> What the exercise asks: Please repeat the material from the line containing "If you could mark the cliff edge" up to and including the end of the material, substituting "image" for "photo" and changing nothing else. Leave the pictures out of your answer.

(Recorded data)
--- begin ---

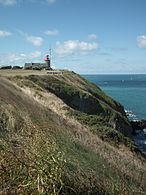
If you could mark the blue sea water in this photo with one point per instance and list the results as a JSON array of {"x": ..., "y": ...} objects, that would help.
[{"x": 130, "y": 91}]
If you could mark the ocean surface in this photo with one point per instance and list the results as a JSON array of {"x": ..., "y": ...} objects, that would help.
[{"x": 130, "y": 91}]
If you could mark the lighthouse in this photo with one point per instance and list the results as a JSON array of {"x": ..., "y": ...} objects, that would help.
[{"x": 47, "y": 61}]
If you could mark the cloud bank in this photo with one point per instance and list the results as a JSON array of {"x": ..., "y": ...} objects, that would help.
[
  {"x": 52, "y": 32},
  {"x": 8, "y": 2},
  {"x": 19, "y": 58},
  {"x": 36, "y": 41},
  {"x": 74, "y": 46},
  {"x": 141, "y": 41},
  {"x": 4, "y": 33}
]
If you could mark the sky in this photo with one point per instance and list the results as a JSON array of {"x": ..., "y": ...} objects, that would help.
[{"x": 86, "y": 36}]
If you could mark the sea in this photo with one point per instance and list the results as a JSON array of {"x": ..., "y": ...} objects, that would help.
[{"x": 130, "y": 91}]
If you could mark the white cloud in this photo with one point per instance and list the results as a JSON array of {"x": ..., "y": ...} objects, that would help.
[
  {"x": 73, "y": 46},
  {"x": 4, "y": 33},
  {"x": 92, "y": 37},
  {"x": 20, "y": 58},
  {"x": 8, "y": 2},
  {"x": 36, "y": 41},
  {"x": 52, "y": 32},
  {"x": 141, "y": 41},
  {"x": 51, "y": 1}
]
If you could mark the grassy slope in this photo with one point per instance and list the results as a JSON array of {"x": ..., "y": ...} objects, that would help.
[{"x": 36, "y": 132}]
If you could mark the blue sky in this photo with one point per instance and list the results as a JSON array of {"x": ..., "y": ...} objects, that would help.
[{"x": 87, "y": 36}]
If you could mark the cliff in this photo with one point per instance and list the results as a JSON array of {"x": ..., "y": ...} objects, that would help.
[{"x": 61, "y": 134}]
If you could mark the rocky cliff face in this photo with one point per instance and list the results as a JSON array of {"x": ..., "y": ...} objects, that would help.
[{"x": 81, "y": 95}]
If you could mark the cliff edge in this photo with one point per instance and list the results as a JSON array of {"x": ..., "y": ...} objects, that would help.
[{"x": 61, "y": 134}]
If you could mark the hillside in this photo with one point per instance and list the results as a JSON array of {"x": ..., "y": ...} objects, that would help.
[{"x": 60, "y": 134}]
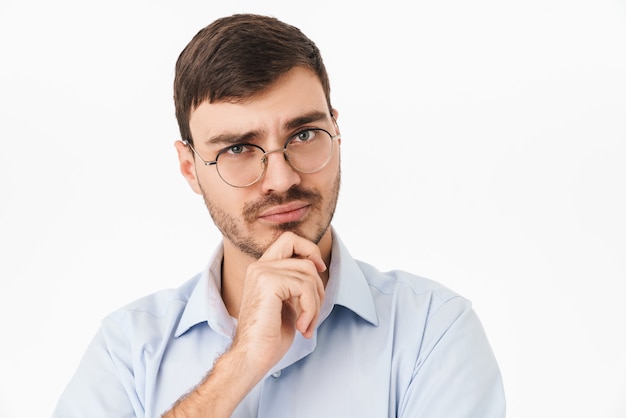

--- end ---

> Worked solution:
If you could mark the cliff edge in this image with one point per instance and list the results as a JSON array of {"x": ..., "y": ...} objects, that would help.
[{"x": 61, "y": 134}]
If you could mark the hillside in this image with one point per instance and list the results as a JSON array of {"x": ..., "y": ...} objects, that would help.
[{"x": 60, "y": 134}]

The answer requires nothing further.